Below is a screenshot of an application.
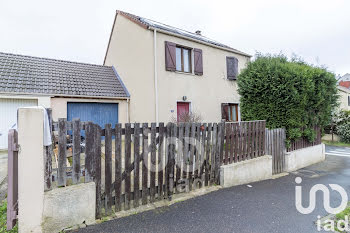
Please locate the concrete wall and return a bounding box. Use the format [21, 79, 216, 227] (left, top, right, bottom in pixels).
[18, 108, 45, 233]
[50, 97, 128, 123]
[285, 144, 325, 172]
[220, 155, 272, 187]
[42, 183, 96, 233]
[17, 107, 96, 233]
[322, 134, 340, 142]
[104, 13, 250, 123]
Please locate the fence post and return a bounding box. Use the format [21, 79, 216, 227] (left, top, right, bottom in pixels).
[44, 108, 53, 191]
[215, 121, 225, 185]
[7, 129, 18, 230]
[18, 107, 45, 233]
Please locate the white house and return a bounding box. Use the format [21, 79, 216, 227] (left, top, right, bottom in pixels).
[104, 10, 251, 123]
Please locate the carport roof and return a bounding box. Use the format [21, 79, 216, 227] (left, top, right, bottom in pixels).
[0, 52, 130, 98]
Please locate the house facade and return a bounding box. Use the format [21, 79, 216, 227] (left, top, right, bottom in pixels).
[0, 52, 129, 149]
[104, 10, 251, 123]
[338, 85, 350, 111]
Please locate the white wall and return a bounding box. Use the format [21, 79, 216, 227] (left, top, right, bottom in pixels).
[0, 96, 46, 149]
[18, 107, 45, 233]
[338, 87, 350, 111]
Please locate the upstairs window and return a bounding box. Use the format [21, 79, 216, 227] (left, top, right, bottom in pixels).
[176, 47, 191, 73]
[226, 56, 239, 80]
[165, 41, 203, 75]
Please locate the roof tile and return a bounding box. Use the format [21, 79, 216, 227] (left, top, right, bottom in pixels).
[0, 52, 129, 98]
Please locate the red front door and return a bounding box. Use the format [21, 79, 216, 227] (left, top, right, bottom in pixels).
[177, 102, 190, 122]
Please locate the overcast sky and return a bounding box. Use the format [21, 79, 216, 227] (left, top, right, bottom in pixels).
[0, 0, 349, 75]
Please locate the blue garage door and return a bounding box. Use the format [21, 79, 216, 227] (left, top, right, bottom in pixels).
[67, 102, 119, 130]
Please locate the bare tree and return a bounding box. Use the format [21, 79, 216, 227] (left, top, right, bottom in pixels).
[171, 111, 203, 124]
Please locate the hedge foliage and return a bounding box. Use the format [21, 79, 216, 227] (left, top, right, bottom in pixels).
[237, 54, 338, 143]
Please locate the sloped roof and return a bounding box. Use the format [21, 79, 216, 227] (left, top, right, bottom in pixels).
[0, 52, 129, 98]
[339, 81, 350, 89]
[116, 10, 251, 57]
[338, 85, 350, 94]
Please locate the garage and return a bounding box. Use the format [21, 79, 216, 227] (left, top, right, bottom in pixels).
[67, 102, 119, 129]
[0, 98, 38, 149]
[0, 52, 130, 149]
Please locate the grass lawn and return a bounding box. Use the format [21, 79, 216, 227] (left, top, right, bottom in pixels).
[0, 200, 18, 233]
[322, 140, 350, 148]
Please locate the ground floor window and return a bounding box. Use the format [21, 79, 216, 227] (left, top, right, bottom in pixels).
[221, 103, 239, 122]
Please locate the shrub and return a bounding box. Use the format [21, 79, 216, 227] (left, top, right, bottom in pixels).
[337, 122, 350, 143]
[171, 111, 203, 123]
[237, 53, 338, 143]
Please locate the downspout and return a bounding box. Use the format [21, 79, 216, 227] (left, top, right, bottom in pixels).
[153, 29, 159, 123]
[127, 99, 130, 123]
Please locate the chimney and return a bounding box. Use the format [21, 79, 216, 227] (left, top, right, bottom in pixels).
[195, 30, 201, 35]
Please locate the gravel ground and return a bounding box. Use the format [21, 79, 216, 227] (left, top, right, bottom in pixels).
[0, 151, 8, 201]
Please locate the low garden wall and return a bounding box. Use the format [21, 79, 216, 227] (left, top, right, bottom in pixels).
[42, 182, 95, 233]
[220, 155, 272, 187]
[285, 143, 325, 172]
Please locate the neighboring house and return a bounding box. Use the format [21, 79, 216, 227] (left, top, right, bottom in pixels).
[338, 85, 350, 111]
[338, 73, 350, 82]
[339, 80, 350, 89]
[0, 52, 129, 149]
[104, 10, 251, 123]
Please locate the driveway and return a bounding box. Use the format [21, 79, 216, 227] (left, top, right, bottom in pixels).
[74, 146, 350, 233]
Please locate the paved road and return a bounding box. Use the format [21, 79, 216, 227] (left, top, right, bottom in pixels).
[74, 147, 350, 233]
[326, 145, 350, 157]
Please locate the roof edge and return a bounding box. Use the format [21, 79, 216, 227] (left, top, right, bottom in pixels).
[148, 26, 252, 57]
[103, 11, 118, 65]
[112, 66, 131, 97]
[338, 85, 350, 94]
[0, 91, 130, 100]
[115, 10, 252, 58]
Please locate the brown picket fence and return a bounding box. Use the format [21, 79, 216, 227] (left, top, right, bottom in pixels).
[223, 121, 266, 164]
[47, 119, 266, 218]
[287, 126, 322, 152]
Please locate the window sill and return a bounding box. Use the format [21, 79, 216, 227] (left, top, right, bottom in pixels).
[174, 71, 197, 76]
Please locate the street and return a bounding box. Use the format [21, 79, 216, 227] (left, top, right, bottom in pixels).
[74, 146, 350, 233]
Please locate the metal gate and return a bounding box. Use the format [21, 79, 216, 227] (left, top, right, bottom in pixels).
[265, 128, 286, 174]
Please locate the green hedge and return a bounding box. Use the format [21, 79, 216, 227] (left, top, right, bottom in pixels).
[237, 54, 338, 144]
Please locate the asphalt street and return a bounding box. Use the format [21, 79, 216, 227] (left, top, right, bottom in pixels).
[74, 146, 350, 233]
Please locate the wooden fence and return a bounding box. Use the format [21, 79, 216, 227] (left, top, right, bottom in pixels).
[287, 126, 322, 152]
[7, 129, 18, 230]
[49, 120, 229, 217]
[223, 121, 266, 164]
[47, 119, 266, 218]
[265, 128, 286, 174]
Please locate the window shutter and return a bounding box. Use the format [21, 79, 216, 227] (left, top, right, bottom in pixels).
[226, 56, 238, 80]
[165, 41, 176, 71]
[221, 103, 229, 121]
[348, 96, 350, 106]
[194, 48, 203, 75]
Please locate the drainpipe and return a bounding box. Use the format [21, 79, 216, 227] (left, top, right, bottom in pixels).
[153, 29, 159, 123]
[127, 98, 130, 123]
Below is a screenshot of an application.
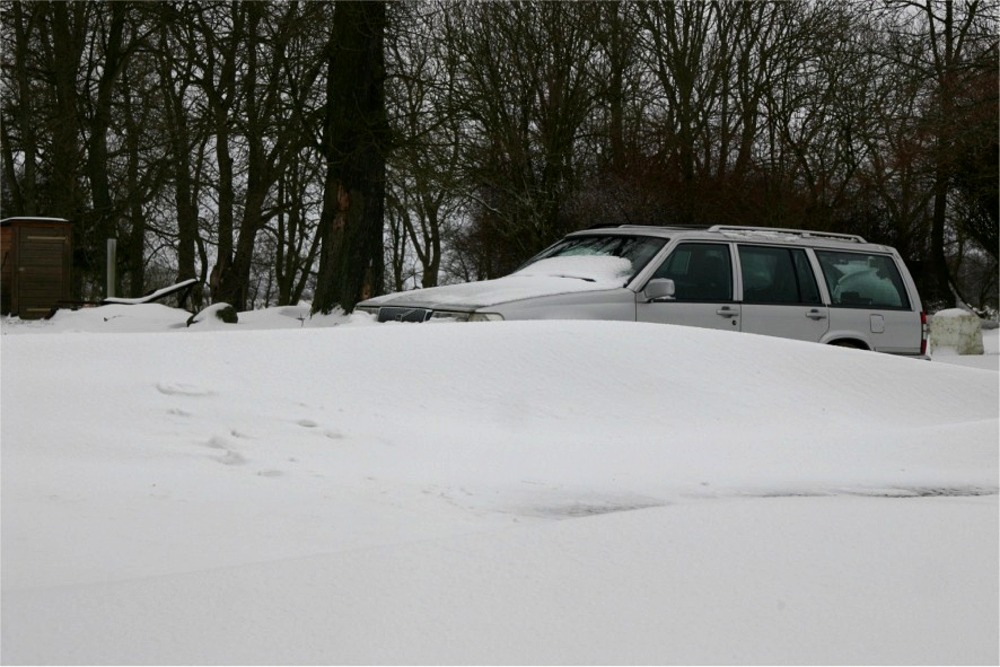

__Exercise aim__
Repeat the material above in full and exactly, apart from the pictures.

__Written solution__
Below is a screenshot of an application.
Please locate the concrete wall and return a bounding box. Use the format [21, 79, 216, 227] (left, top, right, bottom in pixels).
[18, 108, 45, 233]
[50, 97, 128, 123]
[285, 144, 325, 172]
[220, 155, 272, 187]
[42, 183, 96, 233]
[17, 107, 96, 233]
[322, 134, 340, 142]
[104, 13, 250, 123]
Please locate the fence post and return a bounding box. Use the format [21, 79, 216, 227] (left, top, right, bottom in pixels).
[44, 108, 53, 191]
[215, 121, 225, 185]
[7, 129, 18, 230]
[18, 107, 45, 233]
Please locate the white house and return a bounding box. Use the format [21, 79, 216, 227] (left, top, right, bottom in pixels).
[104, 10, 251, 123]
Please locate the carport roof and return a bounding box. Use the format [21, 79, 216, 227] (left, top, right, bottom in pixels).
[0, 52, 130, 98]
Please locate the house facade and return a bounding box. Use the format [21, 79, 216, 227] (left, top, right, bottom in pixels).
[0, 52, 129, 149]
[104, 10, 251, 123]
[338, 85, 350, 111]
Please locate the white wall and return a bounding box. Use the format [21, 79, 216, 227] (left, top, right, bottom in pixels).
[0, 96, 46, 149]
[18, 107, 45, 233]
[338, 87, 350, 111]
Please locate the upstairs window and return a bounding box. Use the format [21, 79, 216, 227] (left, top, right, bottom in pixels).
[176, 47, 191, 73]
[226, 56, 239, 80]
[165, 41, 203, 75]
Please locate the roof tile and return a bounding box. Use the format [21, 79, 216, 227] (left, top, right, bottom in pixels).
[0, 52, 129, 98]
Please locate the red front door and return a bounding box. Use the format [21, 79, 216, 227] (left, top, right, bottom in pixels).
[177, 102, 190, 122]
Please locate the overcast sky and return a bounding box. Use the format [21, 79, 216, 227] (left, top, right, bottom in pixels).
[0, 0, 349, 75]
Please locate the blue garage door and return a bounding box. Use the format [21, 79, 216, 227] (left, top, right, bottom in pixels).
[67, 102, 119, 130]
Please locate the bare tree and return a bounding box. Use the format [21, 79, 216, 227] (left, top, right, bottom in pixels).
[171, 111, 203, 124]
Please locate the hedge foliage and return a bounding box. Use the format [21, 79, 216, 227] (left, top, right, bottom in pixels).
[237, 54, 338, 143]
Please locate the sloped roof and return a bounding box. Use the format [21, 79, 216, 227] (left, top, right, bottom in pixels).
[0, 52, 129, 98]
[339, 81, 350, 89]
[116, 10, 251, 57]
[338, 85, 350, 94]
Please locate the garage and return a bounding box. Use the format [21, 79, 216, 227] (left, top, right, bottom in pixels).
[67, 102, 119, 129]
[0, 98, 38, 149]
[0, 52, 130, 149]
Please locate the grass lawn and return a bounding box. Use the format [21, 79, 216, 227] (left, top, right, bottom in pixels).
[0, 200, 18, 233]
[322, 140, 350, 148]
Please locate the ground floor window and return a bounding box. Use the format [21, 79, 216, 227] (left, top, right, bottom in pixels).
[221, 103, 239, 122]
Please locate the shrub and return a bounding box. Use the format [21, 79, 216, 227] (left, top, right, bottom in pixels).
[337, 122, 350, 143]
[171, 111, 203, 123]
[237, 53, 338, 143]
Please locate the downspout and return a bounding box. Use the format [21, 79, 216, 227] (left, top, right, bottom in pixels).
[153, 29, 159, 123]
[127, 99, 130, 123]
Please locate the chimney and return a bounding box. Use the format [21, 79, 216, 227] (left, top, right, bottom in pixels).
[195, 30, 201, 35]
Please locate the gravel ground and return a bounding box. Use the format [21, 79, 216, 227] (left, top, right, bottom in pixels).
[0, 151, 8, 201]
Please locate the low garden wall and return a bounding box. Use the format [21, 79, 216, 227] (left, top, right, bottom in pixels).
[42, 182, 95, 233]
[220, 155, 272, 187]
[285, 143, 325, 172]
Please locate the neighboring house and return a bounding box. Use the format [21, 79, 216, 227] (left, top, right, bottom in pixels).
[338, 85, 350, 111]
[338, 73, 350, 82]
[339, 80, 350, 89]
[0, 52, 129, 149]
[104, 10, 251, 123]
Please locate the driveway and return a bounding box. Use the format [21, 79, 216, 227] (left, top, right, bottom in pixels).
[74, 146, 350, 233]
Please locate the paved road and return a bounding box. Use the format [21, 79, 216, 227] (left, top, right, bottom in pixels).
[74, 147, 350, 233]
[326, 145, 350, 157]
Please locate the roof edge and return a bounding box. Use the format [21, 79, 216, 227] (left, top, right, bottom in pixels).
[148, 26, 252, 57]
[103, 11, 118, 65]
[112, 66, 131, 97]
[338, 85, 350, 94]
[0, 91, 130, 100]
[115, 10, 252, 58]
Please locate the brown picket fence and return a bounding box. Use the format [21, 79, 216, 227] (left, top, right, bottom in pixels).
[223, 121, 266, 164]
[47, 119, 266, 218]
[287, 126, 322, 152]
Please locate the window sill and return a bounding box. Use the format [21, 79, 216, 227] (left, top, right, bottom in pixels).
[174, 71, 197, 76]
Please locate the street and return a bounding box. Use the format [21, 79, 216, 227] (left, top, right, bottom in pixels).
[74, 146, 350, 233]
Please locate the metal gate and return a bounding box. Use the format [21, 79, 216, 227] (left, top, right, bottom in pixels).
[265, 128, 286, 174]
Please locate the green hedge and return a bounding box. Use the format [21, 79, 216, 227] (left, top, right, bottom in pixels).
[237, 54, 338, 144]
Please locate the asphalt street and return a bounding box. Use the format [21, 79, 216, 227] (left, top, right, bottom in pixels).
[74, 146, 350, 233]
Please locate the wooden fence and return a bounding box. Use the format [21, 79, 216, 227] (left, top, right, bottom in pixels).
[287, 126, 322, 152]
[7, 129, 18, 230]
[49, 120, 229, 217]
[223, 121, 266, 164]
[47, 119, 266, 218]
[265, 128, 286, 174]
Please locate the window shutter and return a bounding box. Use the format [21, 79, 216, 227] (left, top, right, bottom in pixels).
[226, 56, 238, 80]
[165, 41, 176, 71]
[221, 103, 229, 121]
[348, 96, 350, 106]
[194, 48, 203, 75]
Please locate the drainpipe and return a bounding box. Use the format [21, 79, 216, 227] (left, top, right, bottom in pixels).
[153, 29, 159, 123]
[127, 98, 130, 123]
Below is a screenshot of an application.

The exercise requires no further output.